▶ **Exercise directions**
Reproduce exactly the lines beginning with the line that contains "Point to one spot on every instance of the player in" and ending at the final line of the material below.

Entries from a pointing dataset
===

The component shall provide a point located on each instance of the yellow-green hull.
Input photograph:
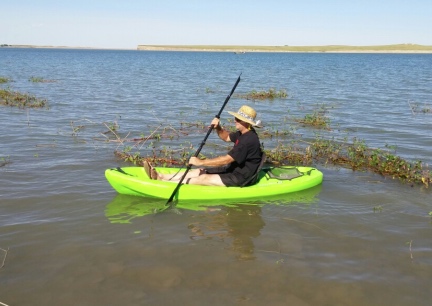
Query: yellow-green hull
(135, 181)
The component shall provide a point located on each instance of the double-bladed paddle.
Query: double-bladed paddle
(203, 142)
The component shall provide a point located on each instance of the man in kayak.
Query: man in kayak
(235, 168)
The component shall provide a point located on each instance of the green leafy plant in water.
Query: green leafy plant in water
(265, 95)
(13, 98)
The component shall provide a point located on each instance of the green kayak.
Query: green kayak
(271, 181)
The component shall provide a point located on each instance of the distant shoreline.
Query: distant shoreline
(399, 48)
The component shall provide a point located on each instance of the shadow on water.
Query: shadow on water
(236, 224)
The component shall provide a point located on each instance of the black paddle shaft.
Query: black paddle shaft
(204, 140)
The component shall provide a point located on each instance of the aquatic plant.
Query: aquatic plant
(14, 98)
(354, 154)
(264, 95)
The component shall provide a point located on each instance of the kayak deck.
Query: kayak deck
(135, 181)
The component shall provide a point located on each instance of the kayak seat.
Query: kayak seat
(254, 178)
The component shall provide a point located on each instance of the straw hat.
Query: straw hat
(247, 114)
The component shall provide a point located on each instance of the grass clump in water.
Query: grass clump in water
(270, 94)
(17, 99)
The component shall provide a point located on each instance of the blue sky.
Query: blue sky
(126, 23)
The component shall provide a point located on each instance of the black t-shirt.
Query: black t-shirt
(246, 153)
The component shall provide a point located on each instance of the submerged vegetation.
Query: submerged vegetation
(347, 153)
(264, 95)
(17, 99)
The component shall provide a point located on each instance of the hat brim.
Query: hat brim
(240, 117)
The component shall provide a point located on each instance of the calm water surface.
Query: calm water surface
(358, 239)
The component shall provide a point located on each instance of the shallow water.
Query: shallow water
(358, 239)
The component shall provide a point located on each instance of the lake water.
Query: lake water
(66, 238)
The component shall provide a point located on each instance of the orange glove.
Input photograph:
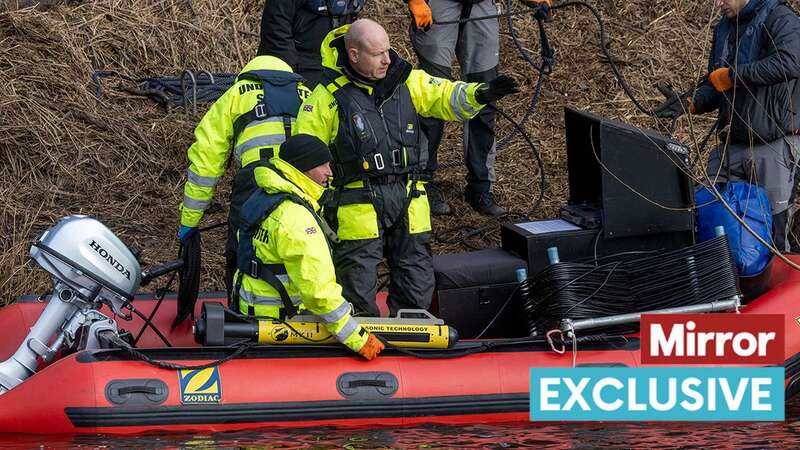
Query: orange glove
(532, 3)
(721, 79)
(423, 17)
(371, 348)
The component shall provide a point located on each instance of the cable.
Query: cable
(115, 341)
(575, 291)
(151, 325)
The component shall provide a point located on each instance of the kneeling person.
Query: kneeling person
(284, 259)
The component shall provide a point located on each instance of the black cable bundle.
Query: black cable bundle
(693, 275)
(189, 278)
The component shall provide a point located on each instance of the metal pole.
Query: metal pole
(587, 324)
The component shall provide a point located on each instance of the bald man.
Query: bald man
(367, 111)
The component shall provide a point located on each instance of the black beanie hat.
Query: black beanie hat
(305, 152)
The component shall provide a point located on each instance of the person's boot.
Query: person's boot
(438, 204)
(484, 203)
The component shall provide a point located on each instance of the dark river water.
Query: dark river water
(514, 435)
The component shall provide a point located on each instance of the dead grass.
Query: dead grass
(122, 159)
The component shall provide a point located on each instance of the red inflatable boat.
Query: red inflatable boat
(106, 391)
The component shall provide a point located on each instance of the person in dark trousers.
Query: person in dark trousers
(753, 76)
(293, 30)
(476, 44)
(367, 112)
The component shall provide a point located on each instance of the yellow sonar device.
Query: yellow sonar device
(411, 328)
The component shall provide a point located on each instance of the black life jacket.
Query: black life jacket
(257, 208)
(336, 8)
(379, 135)
(280, 100)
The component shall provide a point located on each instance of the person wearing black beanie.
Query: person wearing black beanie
(281, 233)
(305, 152)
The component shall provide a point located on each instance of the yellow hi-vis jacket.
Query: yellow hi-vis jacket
(431, 97)
(291, 236)
(215, 133)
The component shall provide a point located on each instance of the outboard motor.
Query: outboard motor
(90, 267)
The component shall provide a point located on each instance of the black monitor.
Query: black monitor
(635, 177)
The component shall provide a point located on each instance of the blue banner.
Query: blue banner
(657, 394)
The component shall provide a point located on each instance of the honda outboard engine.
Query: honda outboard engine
(90, 267)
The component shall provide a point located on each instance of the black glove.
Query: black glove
(675, 104)
(496, 89)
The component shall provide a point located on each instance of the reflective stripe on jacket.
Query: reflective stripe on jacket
(392, 133)
(291, 236)
(214, 137)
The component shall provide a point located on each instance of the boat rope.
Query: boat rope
(113, 340)
(188, 88)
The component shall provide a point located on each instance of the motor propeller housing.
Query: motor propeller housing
(84, 254)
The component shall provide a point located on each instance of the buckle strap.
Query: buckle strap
(265, 272)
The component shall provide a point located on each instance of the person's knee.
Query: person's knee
(434, 69)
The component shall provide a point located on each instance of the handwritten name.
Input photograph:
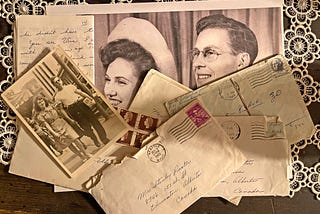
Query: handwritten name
(106, 160)
(250, 191)
(182, 197)
(69, 31)
(244, 179)
(167, 186)
(46, 33)
(25, 34)
(158, 203)
(67, 40)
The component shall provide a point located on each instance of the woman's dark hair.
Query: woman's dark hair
(241, 36)
(128, 50)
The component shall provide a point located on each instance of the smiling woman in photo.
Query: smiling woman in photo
(126, 63)
(133, 48)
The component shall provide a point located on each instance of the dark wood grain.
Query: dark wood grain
(22, 195)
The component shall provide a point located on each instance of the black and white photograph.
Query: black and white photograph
(67, 115)
(192, 47)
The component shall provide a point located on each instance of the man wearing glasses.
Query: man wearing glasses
(223, 45)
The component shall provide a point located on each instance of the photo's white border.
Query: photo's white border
(160, 7)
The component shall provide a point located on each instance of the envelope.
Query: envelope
(266, 88)
(154, 91)
(262, 140)
(188, 157)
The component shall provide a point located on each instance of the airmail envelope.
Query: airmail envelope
(266, 88)
(262, 140)
(188, 157)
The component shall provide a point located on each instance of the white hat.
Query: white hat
(147, 35)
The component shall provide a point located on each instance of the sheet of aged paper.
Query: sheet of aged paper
(154, 91)
(188, 157)
(266, 88)
(262, 140)
(33, 34)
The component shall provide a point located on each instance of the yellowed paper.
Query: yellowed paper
(262, 140)
(188, 157)
(266, 88)
(33, 34)
(154, 91)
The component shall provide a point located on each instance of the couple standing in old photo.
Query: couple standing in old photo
(134, 46)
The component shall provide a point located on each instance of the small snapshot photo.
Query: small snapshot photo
(65, 113)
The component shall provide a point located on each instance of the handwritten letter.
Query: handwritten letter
(33, 34)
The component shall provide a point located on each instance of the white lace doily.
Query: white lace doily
(302, 49)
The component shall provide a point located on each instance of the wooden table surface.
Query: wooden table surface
(22, 195)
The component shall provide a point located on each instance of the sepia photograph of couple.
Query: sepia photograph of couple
(191, 47)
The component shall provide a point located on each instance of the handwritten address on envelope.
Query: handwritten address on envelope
(266, 88)
(73, 33)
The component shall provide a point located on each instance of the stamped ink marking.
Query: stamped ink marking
(277, 65)
(232, 129)
(156, 153)
(198, 115)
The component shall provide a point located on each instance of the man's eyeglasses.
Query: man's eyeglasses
(209, 54)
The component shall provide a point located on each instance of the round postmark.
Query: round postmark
(156, 152)
(277, 65)
(232, 129)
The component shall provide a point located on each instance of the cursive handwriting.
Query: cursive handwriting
(165, 198)
(167, 186)
(25, 34)
(191, 178)
(46, 32)
(244, 179)
(69, 39)
(69, 31)
(251, 191)
(184, 196)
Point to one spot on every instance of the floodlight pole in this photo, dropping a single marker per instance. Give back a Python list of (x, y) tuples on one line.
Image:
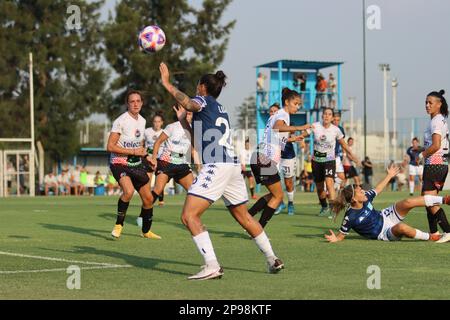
[(385, 68), (31, 160), (394, 114)]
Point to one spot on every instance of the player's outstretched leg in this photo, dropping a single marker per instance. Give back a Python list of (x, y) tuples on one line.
[(242, 216), (122, 206)]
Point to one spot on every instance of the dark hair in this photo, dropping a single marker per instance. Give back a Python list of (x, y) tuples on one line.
[(132, 91), (288, 94), (328, 108), (343, 199), (440, 96), (214, 83)]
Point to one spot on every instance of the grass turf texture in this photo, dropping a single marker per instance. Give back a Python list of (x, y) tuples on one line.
[(78, 228)]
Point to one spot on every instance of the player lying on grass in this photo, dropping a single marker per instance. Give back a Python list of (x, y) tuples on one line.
[(387, 224)]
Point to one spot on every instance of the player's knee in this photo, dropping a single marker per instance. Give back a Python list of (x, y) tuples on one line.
[(127, 195)]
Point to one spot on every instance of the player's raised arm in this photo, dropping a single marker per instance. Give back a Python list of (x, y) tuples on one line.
[(391, 173), (182, 99), (281, 126), (113, 147), (350, 154)]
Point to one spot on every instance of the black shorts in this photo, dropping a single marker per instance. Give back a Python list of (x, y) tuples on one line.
[(350, 172), (264, 169), (247, 174), (434, 176), (175, 171), (322, 170), (138, 175)]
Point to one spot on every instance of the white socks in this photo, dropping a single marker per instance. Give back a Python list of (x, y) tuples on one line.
[(204, 245), (420, 235), (290, 196), (263, 244), (431, 201), (337, 183)]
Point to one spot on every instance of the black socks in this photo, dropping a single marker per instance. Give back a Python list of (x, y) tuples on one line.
[(122, 208)]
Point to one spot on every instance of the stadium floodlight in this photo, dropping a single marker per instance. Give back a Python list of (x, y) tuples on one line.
[(394, 84)]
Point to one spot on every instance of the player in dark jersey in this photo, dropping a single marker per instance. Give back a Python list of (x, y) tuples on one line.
[(128, 165), (387, 224), (415, 167), (339, 181), (220, 176)]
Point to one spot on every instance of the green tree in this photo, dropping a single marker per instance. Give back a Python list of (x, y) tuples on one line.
[(68, 82), (195, 44), (247, 110)]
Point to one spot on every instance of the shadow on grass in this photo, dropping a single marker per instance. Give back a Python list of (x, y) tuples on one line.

===

▶ **Complete output**
Point to one spot on every instance of the player in dark jersey in this photo, dropping a single marker per instance. Give back a Python list of (x, y) tuples on one line.
[(128, 165), (387, 224), (415, 167), (339, 181), (220, 176)]
Point to one spot on every instance of the green tree in this photo, dropping a single marker per instance. Give back a Python list of (x, y) tuples on one line.
[(68, 82), (195, 44), (247, 110)]
Point to one spot on every instance of the shadow on grass in this photo, dropping a single marker per instance. Give back a Python list of (x, y) tuples on one line.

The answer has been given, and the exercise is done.